Passage for review:
·····
Naziba, was a small 'city', or 'city-state' south of Dimašqu-(Damascus), in the 1350–1335 BC Amarna letters correspondence. The town of Naziba was located near Amarna letters Qanu, now named Qanawat, and biblical Kenath.

Naziba, is part of a 6-letter series of letters, written by the same scribe, all entitled: "Ready for marching orders (1-6)". The letters are mostly identical, with only the city's Ruler and the location changing; they are letters EA 201-EA 206, (EA for 'el Amarna').

==EA 206, for the "ruler of Naziba"==
 Say to the king, my lord: Message of the ruler of Naziba, your servant. I fall at the feet of the king, my lord, 7 times plus 7 times. You hav[e wr]it[ten] to make preparations before the arrival of the archers, and I am herewith, along with my troops and my chariots, at the disposition of the archers. —EA 206, lines 1-17 (complete)
·····
Your tasks:
a) In the passage on Naziba, why does the ruler of Naziba say he is at the disposition of the archers with his troops and chariots? Answer in one to three sentences.
b) Write a continuation of the passage on Naziba, starting after its last sentence.
The lines after this passage come from a separate source.

Given material:
·····
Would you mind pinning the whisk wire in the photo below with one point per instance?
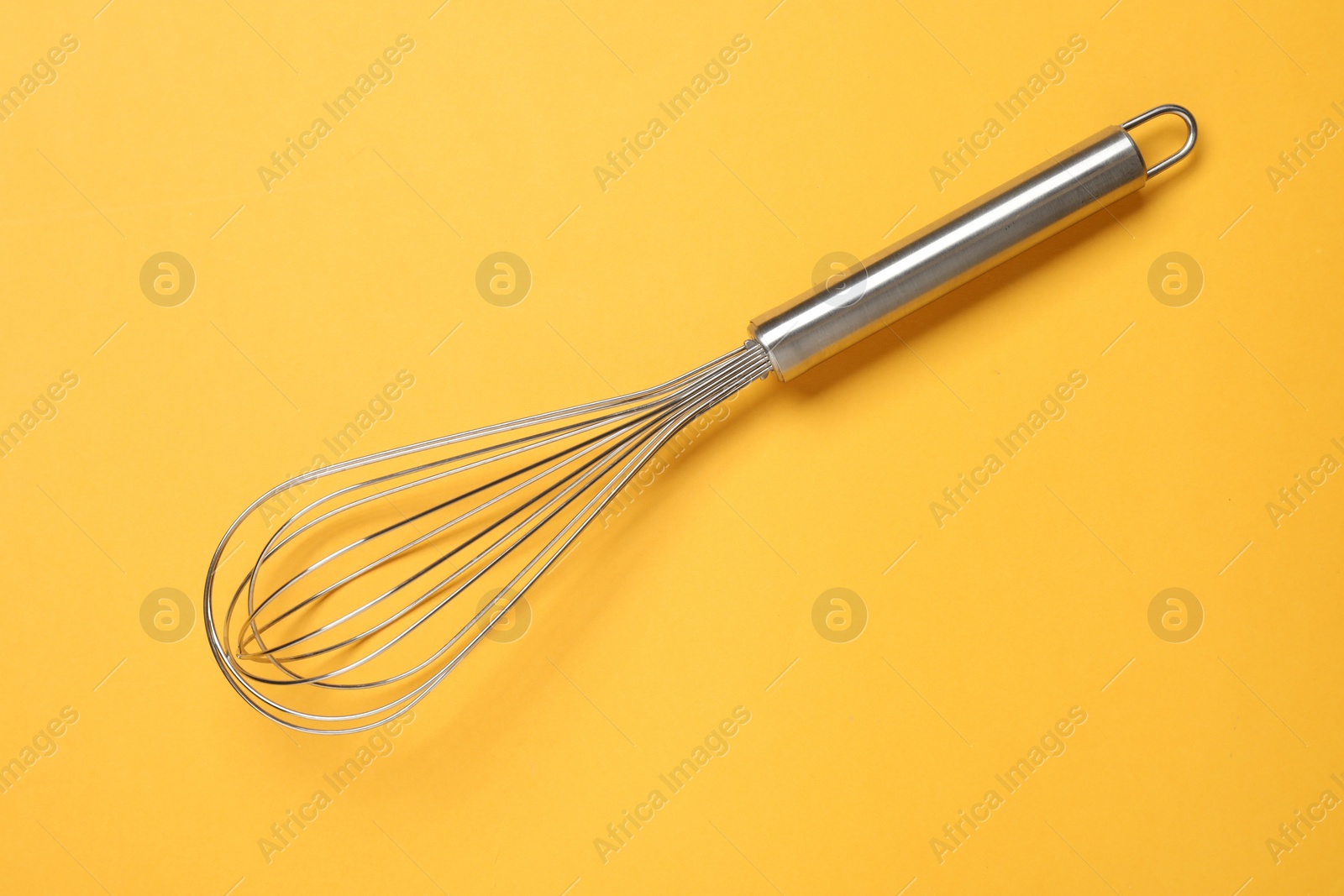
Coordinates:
(568, 465)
·····
Answers to the tasks:
a) The ruler says this because the king had written to him to make preparations before the archers arrived. His reply confirms that he is ready, along with his troops and chariots.

b)
==List of the 6-letter series==
1. EA 201-marching orders (1)—for Artamanya of Siribašani
2. EA 202-marching orders (2)—for Amawaše of Bašan(?)
3. EA 203-marching orders (3)—for 'Abdi-Milki of Šashimi
4. EA 204-marching orders (4)—for the ruler of Qanu, called Qanawat
5. EA 205-marching orders (5)—for the ruler of Tubu (town)
6. EA 206-marching orders (6)—for the ruler of Naziba
7. Additional by scribe: EA 195—title: "Waiting for the Pharaoh's words" – by Biryawaza of Dimašqu (Damascus)

==See also==
- Tubu (town), for the "ruler of Tubu"
- Qanawat-(Qanu)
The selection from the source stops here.